The Tildesley Tennis Shield competition is IGSSA's longest running carnival. It was first held in 1918, with the now defunct Normanhurst School in Ashfield declared the champion school, and Daphne Akhurst (1903-1933) the winner of the singles competition. Akhurst was to become one of the best female tennis players Australia has ever produced. She was a pupil of Normanhurst School, which in 1918 had as its Headmistress, Miss Evelyn Mary Tildesley (1882-1976) from Staffordshire, England. Normanhurst School had a very successful tennis program, and by the 1920s had produced two of Australia's most famous female tennis players, with Rosie Payten in addition to Daphne Akhurst. It was Tildesley who donated "a beautiful oak and bronze shield" for a tennis competition which encouraged team spirit among Sydney's Protestant girls' schools.

The Shield was to be presented to the school which showed the best average score in tennis, with each school sending a tenth of its students over the age of twelve. The idea behind this was that each school would be able to give many of their pupils the chance of playing, rather than just a few very talented students, as was the case with the School Girls' Championships held by the New South Wales Lawn Tennis Association.

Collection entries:
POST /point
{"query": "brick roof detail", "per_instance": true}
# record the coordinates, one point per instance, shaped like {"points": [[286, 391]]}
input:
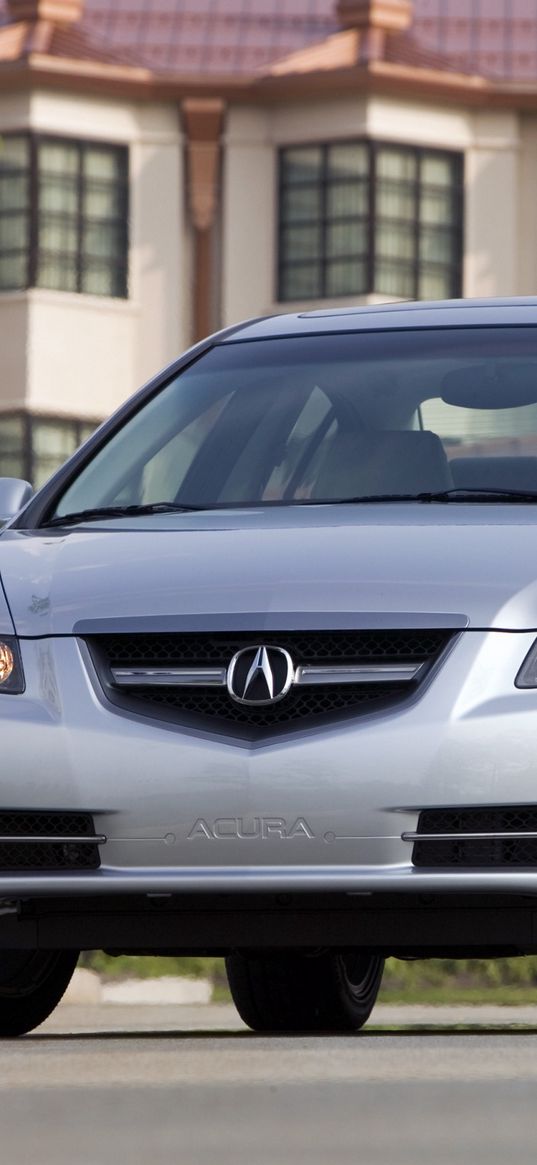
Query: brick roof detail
{"points": [[494, 39]]}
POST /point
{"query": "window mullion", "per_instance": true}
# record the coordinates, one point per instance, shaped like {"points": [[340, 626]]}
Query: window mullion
{"points": [[324, 212], [34, 213], [79, 218], [417, 224], [372, 223]]}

Brief: From the passage on the Tildesley Tennis Shield, copy word for word the part starting at "The Shield was" and ending at "Lawn Tennis Association.".

Task output:
The Shield was to be presented to the school which showed the best average score in tennis, with each school sending a tenth of its students over the age of twelve. The idea behind this was that each school would be able to give many of their pupils the chance of playing, rather than just a few very talented students, as was the case with the School Girls' Championships held by the New South Wales Lawn Tennis Association.